Goal: Rewrite the items, starting at the beginning and going through the line with "x=341, y=218", so that "grinning mouth" replaces "smiling mouth" and nothing else changes.

Listed records:
------------------------------------------------
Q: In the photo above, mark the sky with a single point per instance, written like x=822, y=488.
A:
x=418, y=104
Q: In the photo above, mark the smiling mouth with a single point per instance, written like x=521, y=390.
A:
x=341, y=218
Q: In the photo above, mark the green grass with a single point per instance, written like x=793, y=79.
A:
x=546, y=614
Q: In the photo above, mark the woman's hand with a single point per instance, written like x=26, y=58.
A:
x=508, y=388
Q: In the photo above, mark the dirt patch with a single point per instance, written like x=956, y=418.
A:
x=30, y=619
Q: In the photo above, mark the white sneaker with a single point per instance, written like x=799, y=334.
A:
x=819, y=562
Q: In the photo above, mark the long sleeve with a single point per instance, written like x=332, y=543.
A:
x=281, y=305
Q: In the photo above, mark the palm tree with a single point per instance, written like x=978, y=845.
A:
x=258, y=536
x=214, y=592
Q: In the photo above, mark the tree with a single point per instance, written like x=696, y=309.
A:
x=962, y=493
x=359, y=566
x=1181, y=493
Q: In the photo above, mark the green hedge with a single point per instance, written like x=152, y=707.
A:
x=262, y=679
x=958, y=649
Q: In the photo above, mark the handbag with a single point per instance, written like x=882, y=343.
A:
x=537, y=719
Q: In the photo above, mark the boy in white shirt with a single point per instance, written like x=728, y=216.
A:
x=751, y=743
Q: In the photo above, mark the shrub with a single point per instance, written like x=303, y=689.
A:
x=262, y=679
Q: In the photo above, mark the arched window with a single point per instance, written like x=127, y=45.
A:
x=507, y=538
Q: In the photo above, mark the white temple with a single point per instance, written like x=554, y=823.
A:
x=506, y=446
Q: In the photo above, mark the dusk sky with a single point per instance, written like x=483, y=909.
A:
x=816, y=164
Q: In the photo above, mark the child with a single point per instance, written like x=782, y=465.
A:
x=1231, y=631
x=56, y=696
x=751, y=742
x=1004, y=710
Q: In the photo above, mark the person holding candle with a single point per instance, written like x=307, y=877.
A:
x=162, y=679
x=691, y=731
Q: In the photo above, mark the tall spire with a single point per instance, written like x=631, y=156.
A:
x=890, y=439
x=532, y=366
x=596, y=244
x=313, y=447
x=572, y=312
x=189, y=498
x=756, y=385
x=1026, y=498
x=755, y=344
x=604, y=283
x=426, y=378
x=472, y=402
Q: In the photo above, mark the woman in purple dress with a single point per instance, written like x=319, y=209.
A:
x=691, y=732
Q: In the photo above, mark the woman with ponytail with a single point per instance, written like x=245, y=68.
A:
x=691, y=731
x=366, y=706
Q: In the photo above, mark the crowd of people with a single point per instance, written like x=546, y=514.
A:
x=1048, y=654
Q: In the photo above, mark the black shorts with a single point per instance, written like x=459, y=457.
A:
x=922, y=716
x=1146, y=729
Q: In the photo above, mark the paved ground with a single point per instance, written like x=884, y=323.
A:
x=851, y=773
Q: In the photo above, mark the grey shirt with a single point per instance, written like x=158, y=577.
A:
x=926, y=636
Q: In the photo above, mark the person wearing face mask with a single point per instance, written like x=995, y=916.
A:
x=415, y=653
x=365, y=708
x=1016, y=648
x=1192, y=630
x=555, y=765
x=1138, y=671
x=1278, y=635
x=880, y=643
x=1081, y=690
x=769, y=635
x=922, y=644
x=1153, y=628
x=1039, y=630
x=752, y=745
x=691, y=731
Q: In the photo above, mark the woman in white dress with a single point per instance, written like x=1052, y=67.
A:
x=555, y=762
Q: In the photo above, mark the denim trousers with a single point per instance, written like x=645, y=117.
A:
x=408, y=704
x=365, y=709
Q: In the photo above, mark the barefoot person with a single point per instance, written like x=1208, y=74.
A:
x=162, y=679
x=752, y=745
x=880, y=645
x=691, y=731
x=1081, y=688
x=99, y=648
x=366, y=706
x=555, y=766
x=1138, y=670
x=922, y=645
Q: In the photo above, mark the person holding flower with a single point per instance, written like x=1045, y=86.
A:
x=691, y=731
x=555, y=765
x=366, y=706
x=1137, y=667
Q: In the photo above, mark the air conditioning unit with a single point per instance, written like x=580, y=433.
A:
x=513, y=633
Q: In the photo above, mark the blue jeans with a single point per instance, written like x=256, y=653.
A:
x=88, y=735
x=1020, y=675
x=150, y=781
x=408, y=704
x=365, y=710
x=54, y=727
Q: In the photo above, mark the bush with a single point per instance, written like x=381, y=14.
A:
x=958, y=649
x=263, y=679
------------------------------------------------
Full answer:
Q: In the photo above, mark the sky with a single point per instance, written like x=822, y=488.
A:
x=418, y=104
Q: In the photo above, mark the grinning mouth with a single point per instance, written like x=521, y=390.
A:
x=341, y=218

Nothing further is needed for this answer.